**What the exercise asks**
Pictures do not belong in the copy. Return all of the entries exactly.

**Material to process**
• • • • •

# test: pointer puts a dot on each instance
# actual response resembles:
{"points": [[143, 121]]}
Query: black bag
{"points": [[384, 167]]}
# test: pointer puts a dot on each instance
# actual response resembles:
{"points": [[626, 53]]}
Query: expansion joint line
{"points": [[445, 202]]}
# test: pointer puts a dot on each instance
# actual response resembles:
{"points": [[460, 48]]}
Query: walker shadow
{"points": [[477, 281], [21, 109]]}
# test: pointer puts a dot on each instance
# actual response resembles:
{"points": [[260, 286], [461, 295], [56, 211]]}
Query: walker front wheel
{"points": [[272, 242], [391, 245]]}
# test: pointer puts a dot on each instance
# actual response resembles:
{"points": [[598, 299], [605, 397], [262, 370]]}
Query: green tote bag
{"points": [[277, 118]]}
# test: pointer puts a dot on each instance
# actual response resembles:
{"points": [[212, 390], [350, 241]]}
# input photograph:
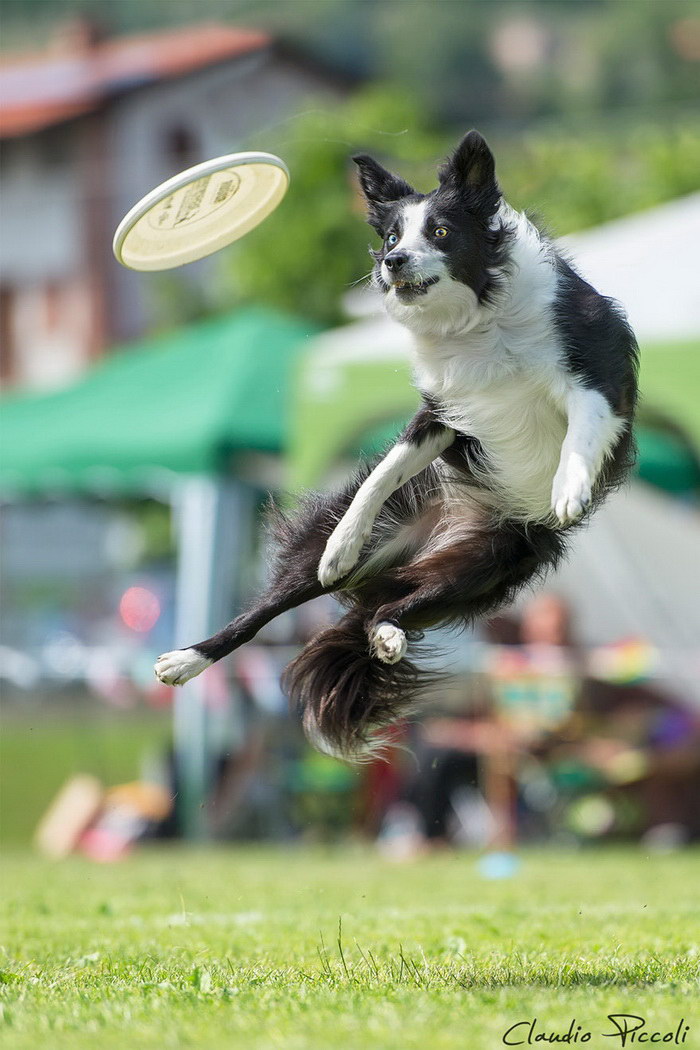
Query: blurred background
{"points": [[146, 418]]}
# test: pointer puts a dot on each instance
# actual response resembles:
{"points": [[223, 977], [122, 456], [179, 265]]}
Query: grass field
{"points": [[310, 949]]}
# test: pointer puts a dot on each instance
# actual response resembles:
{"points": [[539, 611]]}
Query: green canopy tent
{"points": [[168, 418], [178, 404]]}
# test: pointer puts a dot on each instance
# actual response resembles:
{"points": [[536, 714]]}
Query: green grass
{"points": [[257, 948], [39, 751]]}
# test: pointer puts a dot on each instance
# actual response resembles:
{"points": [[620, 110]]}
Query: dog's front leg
{"points": [[420, 444], [592, 432]]}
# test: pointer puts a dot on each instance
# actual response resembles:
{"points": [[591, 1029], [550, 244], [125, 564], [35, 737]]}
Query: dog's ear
{"points": [[380, 187], [471, 167]]}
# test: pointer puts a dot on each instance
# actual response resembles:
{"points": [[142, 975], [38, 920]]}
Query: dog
{"points": [[528, 378]]}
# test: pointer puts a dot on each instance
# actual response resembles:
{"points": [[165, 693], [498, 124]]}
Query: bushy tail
{"points": [[346, 695]]}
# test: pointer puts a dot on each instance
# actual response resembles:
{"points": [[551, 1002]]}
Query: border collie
{"points": [[528, 383]]}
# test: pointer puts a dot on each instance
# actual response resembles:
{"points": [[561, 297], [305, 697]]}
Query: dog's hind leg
{"points": [[472, 570], [298, 543]]}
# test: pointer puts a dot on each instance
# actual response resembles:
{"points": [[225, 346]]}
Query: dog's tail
{"points": [[346, 695]]}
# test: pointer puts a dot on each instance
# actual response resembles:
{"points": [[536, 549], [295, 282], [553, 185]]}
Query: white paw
{"points": [[179, 666], [388, 644], [341, 553], [571, 491]]}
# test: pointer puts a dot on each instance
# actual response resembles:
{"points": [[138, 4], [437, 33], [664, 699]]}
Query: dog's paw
{"points": [[341, 554], [388, 643], [571, 491], [179, 666]]}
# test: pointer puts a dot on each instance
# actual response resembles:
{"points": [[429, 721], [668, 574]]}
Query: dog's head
{"points": [[442, 251]]}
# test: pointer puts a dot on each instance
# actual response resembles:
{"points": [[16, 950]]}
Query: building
{"points": [[89, 126]]}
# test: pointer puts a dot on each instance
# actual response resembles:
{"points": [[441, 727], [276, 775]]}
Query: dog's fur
{"points": [[528, 379]]}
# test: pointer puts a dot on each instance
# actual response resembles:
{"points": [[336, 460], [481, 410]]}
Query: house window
{"points": [[6, 334], [182, 148]]}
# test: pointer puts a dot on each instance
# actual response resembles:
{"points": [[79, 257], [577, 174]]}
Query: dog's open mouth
{"points": [[406, 289]]}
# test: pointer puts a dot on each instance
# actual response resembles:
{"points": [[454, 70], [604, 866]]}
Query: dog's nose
{"points": [[395, 260]]}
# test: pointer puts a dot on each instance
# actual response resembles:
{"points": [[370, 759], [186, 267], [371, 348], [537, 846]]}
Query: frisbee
{"points": [[200, 211]]}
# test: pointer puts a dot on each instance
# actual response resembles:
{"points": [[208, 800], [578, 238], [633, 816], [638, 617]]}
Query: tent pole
{"points": [[213, 524]]}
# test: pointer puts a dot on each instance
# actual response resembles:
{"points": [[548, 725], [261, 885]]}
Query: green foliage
{"points": [[242, 948], [314, 249], [577, 180]]}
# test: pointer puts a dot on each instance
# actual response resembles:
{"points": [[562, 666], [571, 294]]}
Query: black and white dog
{"points": [[528, 378]]}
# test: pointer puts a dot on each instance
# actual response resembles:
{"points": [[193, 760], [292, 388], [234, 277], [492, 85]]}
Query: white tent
{"points": [[650, 263]]}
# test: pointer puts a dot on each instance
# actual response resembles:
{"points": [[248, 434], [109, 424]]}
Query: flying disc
{"points": [[200, 211]]}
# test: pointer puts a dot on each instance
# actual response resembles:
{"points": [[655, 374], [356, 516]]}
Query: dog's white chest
{"points": [[517, 416]]}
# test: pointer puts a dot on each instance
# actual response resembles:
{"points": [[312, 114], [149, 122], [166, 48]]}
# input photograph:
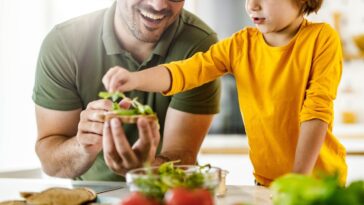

• • • • •

**Exercise result**
# test: pointer puts a dot on each instance
# actual response resembles:
{"points": [[143, 121]]}
Query: black bag
{"points": [[384, 167]]}
# test: pointer puts a dot on each instance
# actual response resembles:
{"points": [[626, 53]]}
Query: expansion joint line
{"points": [[445, 202]]}
# test: pointer puts a dot on each instance
# actual response resembles:
{"points": [[460, 48]]}
Query: walker shadow
{"points": [[477, 281], [21, 109]]}
# test: pointer puts a dot on each instance
# actual response resembles:
{"points": [[260, 286], [461, 295], [56, 211]]}
Query: walker front wheel
{"points": [[272, 242], [391, 245]]}
# test: pointer puts a dot on each instance
# actual response resembles:
{"points": [[598, 299], [605, 397], [262, 370]]}
Query: green tote bag
{"points": [[277, 118]]}
# test: pointer puts a dot on each instance
# actual response resembles:
{"points": [[212, 390], [350, 241]]}
# input photograph:
Query: blurred background
{"points": [[146, 418]]}
# test: pointer puts a dot on each instance
# actual response resembles:
{"points": [[223, 977], [122, 456], [179, 265]]}
Query: grass field
{"points": [[310, 949]]}
# test: pointer puts a dot on each instance
# actual response resembles:
{"points": [[539, 611]]}
Query: green canopy tent
{"points": [[168, 418], [178, 404]]}
# test: pointer puts a dot on each instance
# actual response resembles:
{"points": [[536, 714]]}
Query: green grass
{"points": [[257, 948], [39, 751]]}
# test: pointer puts a dot on each instance
# actual response resembles:
{"points": [[620, 110]]}
Query: dog's front leg
{"points": [[420, 444], [592, 432]]}
# test: pointer puts a dot on each instance
# actual response resembles:
{"points": [[591, 1029], [550, 244], [125, 564], [35, 737]]}
Query: dog's ear
{"points": [[380, 187], [471, 167]]}
# test: pointer puts a dot on each instance
# actual response resembles:
{"points": [[142, 975], [38, 920]]}
Query: dog
{"points": [[528, 378]]}
# test: pointer puts a dot on each instance
# actual response resembles:
{"points": [[165, 693], [498, 124]]}
Query: bushy tail
{"points": [[346, 695]]}
# test: pointer puts a dot on each instance
# actual response resembles:
{"points": [[551, 1002]]}
Query: border collie
{"points": [[528, 383]]}
# test: pointer puts a dot on each instance
# actual response resembles:
{"points": [[561, 297], [305, 697]]}
Query: dog's hind leg
{"points": [[472, 570], [298, 543]]}
# test: pointer puts a dot on each instance
# actual response resembles:
{"points": [[225, 346]]}
Query: dog's tail
{"points": [[346, 695]]}
# test: pointer puts a dot on each instance
# actual response resembles:
{"points": [[536, 549], [295, 282], [553, 185]]}
Query: white paw
{"points": [[179, 666], [388, 644], [341, 553], [571, 491]]}
# test: pointer puts a dot on each instance
# actual response resembles:
{"points": [[138, 4], [437, 33], [664, 699]]}
Query: dog's paw
{"points": [[341, 554], [388, 643], [571, 491], [179, 666]]}
# test: pointer puts a dot on each instance
# actual response resembles:
{"points": [[429, 721], [668, 574]]}
Query: dog's head
{"points": [[442, 251]]}
# test: pointer puts a dot on each instance
# actual response resembles:
{"points": [[16, 950]]}
Query: building
{"points": [[89, 126]]}
# test: pointer puts a dot on each instance
# actual response resembles:
{"points": [[441, 727], [276, 775]]}
Query: dog's fur
{"points": [[528, 379]]}
# test: pointer puts a dot on each instance
# actual response resembles:
{"points": [[336, 460], [481, 410]]}
Query: house window
{"points": [[6, 334], [182, 148]]}
# test: pointer puts a dot on each instance
# actual response resembles:
{"points": [[79, 257], [577, 174]]}
Query: dog's open mouth
{"points": [[406, 289]]}
# test: pointer puts a dot on each instance
# actual response resembles:
{"points": [[454, 70], [604, 866]]}
Query: dog's nose
{"points": [[395, 260]]}
# test: pointer puts a dot on each instance
# actual response resembles:
{"points": [[370, 759], [186, 267], [371, 348], [537, 846]]}
Query: frisbee
{"points": [[200, 211]]}
# test: pointer puts a dot on each instance
# actual response resembles:
{"points": [[208, 800], [578, 238], [633, 816], [638, 617]]}
Query: tent pole
{"points": [[213, 524]]}
# test: pointer puts a dot on each instance
# actual response resembles:
{"points": [[548, 725], [261, 885]]}
Query: green foliage
{"points": [[242, 948], [314, 249], [577, 180]]}
# test: pointer puts a dot on each instance
# actual response resembles:
{"points": [[562, 666], [571, 294]]}
Query: black and white dog
{"points": [[528, 378]]}
# test: pointer puts a dot on each instance
# actual response resembles:
{"points": [[193, 760], [292, 388], [234, 277], [492, 85]]}
Query: white tent
{"points": [[650, 263]]}
# test: pointer puts a dot on each instance
# actual response resembles:
{"points": [[248, 434], [109, 424]]}
Query: flying disc
{"points": [[200, 211]]}
# test: pointer puts a dot on each instance
# actual response resembles:
{"points": [[655, 374], [356, 516]]}
Query: dog's white chest
{"points": [[517, 416]]}
# test: pointer puts a dot on each instance
# actual response resembles:
{"points": [[312, 114], [149, 122], [166, 48]]}
# input photograph:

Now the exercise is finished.